■ JOB: Please set out every line of the records below as a Markdown table with the columns "Row" and "Line," skipping blank lines. Leave the pictures out of the table.

■ RECORDS SUPPLIED:
'''

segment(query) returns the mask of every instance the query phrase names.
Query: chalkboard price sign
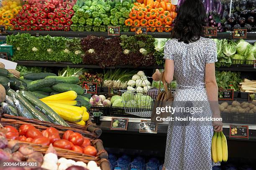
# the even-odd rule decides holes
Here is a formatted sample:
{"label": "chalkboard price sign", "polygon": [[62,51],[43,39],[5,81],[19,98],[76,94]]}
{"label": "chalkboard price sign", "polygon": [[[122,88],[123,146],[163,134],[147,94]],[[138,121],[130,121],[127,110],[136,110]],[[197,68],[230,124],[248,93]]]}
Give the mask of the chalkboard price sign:
{"label": "chalkboard price sign", "polygon": [[8,60],[7,52],[0,52],[0,58]]}
{"label": "chalkboard price sign", "polygon": [[217,28],[216,27],[206,27],[205,29],[205,36],[216,37],[217,36]]}
{"label": "chalkboard price sign", "polygon": [[83,82],[83,88],[87,90],[87,93],[97,94],[97,85],[96,82]]}
{"label": "chalkboard price sign", "polygon": [[147,31],[147,28],[146,27],[136,27],[135,34],[136,35],[140,35],[141,34],[148,34],[148,32]]}
{"label": "chalkboard price sign", "polygon": [[157,123],[151,120],[141,120],[140,125],[141,133],[157,133]]}
{"label": "chalkboard price sign", "polygon": [[129,119],[112,118],[111,130],[127,130]]}
{"label": "chalkboard price sign", "polygon": [[234,89],[219,89],[219,95],[220,100],[233,100],[234,99]]}
{"label": "chalkboard price sign", "polygon": [[249,128],[248,125],[230,125],[229,138],[249,138]]}
{"label": "chalkboard price sign", "polygon": [[233,31],[233,38],[245,38],[247,37],[246,28],[235,28]]}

'''

■ THE RESULT:
| Row | Line |
|---|---|
| 1 | segment(query) returns the mask of every instance the query phrase names. |
| 2 | Query: chalkboard price sign |
| 3 | # the even-odd rule decides holes |
| 4 | Here is a formatted sample: |
| 5 | {"label": "chalkboard price sign", "polygon": [[62,51],[43,39],[5,81],[19,98],[76,94]]} |
| 6 | {"label": "chalkboard price sign", "polygon": [[[122,88],[123,146],[163,134],[147,94]],[[138,121],[130,121],[127,110],[136,110]],[[197,68],[230,124],[248,93]]]} |
| 7 | Give the mask of the chalkboard price sign: |
| 8 | {"label": "chalkboard price sign", "polygon": [[8,60],[7,52],[0,52],[0,58]]} |
| 9 | {"label": "chalkboard price sign", "polygon": [[217,28],[216,27],[206,27],[205,29],[205,36],[216,37],[217,36]]} |
| 10 | {"label": "chalkboard price sign", "polygon": [[83,82],[83,88],[87,90],[87,93],[97,94],[97,85],[96,82]]} |
| 11 | {"label": "chalkboard price sign", "polygon": [[147,31],[147,28],[146,27],[136,27],[135,34],[136,35],[140,35],[141,34],[148,34],[148,32]]} |
| 12 | {"label": "chalkboard price sign", "polygon": [[157,123],[151,120],[141,120],[140,125],[141,133],[157,133]]} |
| 13 | {"label": "chalkboard price sign", "polygon": [[129,119],[112,118],[111,130],[127,130]]} |
| 14 | {"label": "chalkboard price sign", "polygon": [[234,89],[219,89],[219,95],[220,100],[233,100],[234,99]]} |
| 15 | {"label": "chalkboard price sign", "polygon": [[249,128],[248,125],[230,125],[229,138],[249,138]]} |
| 16 | {"label": "chalkboard price sign", "polygon": [[233,31],[233,38],[245,38],[247,37],[246,28],[235,28]]} |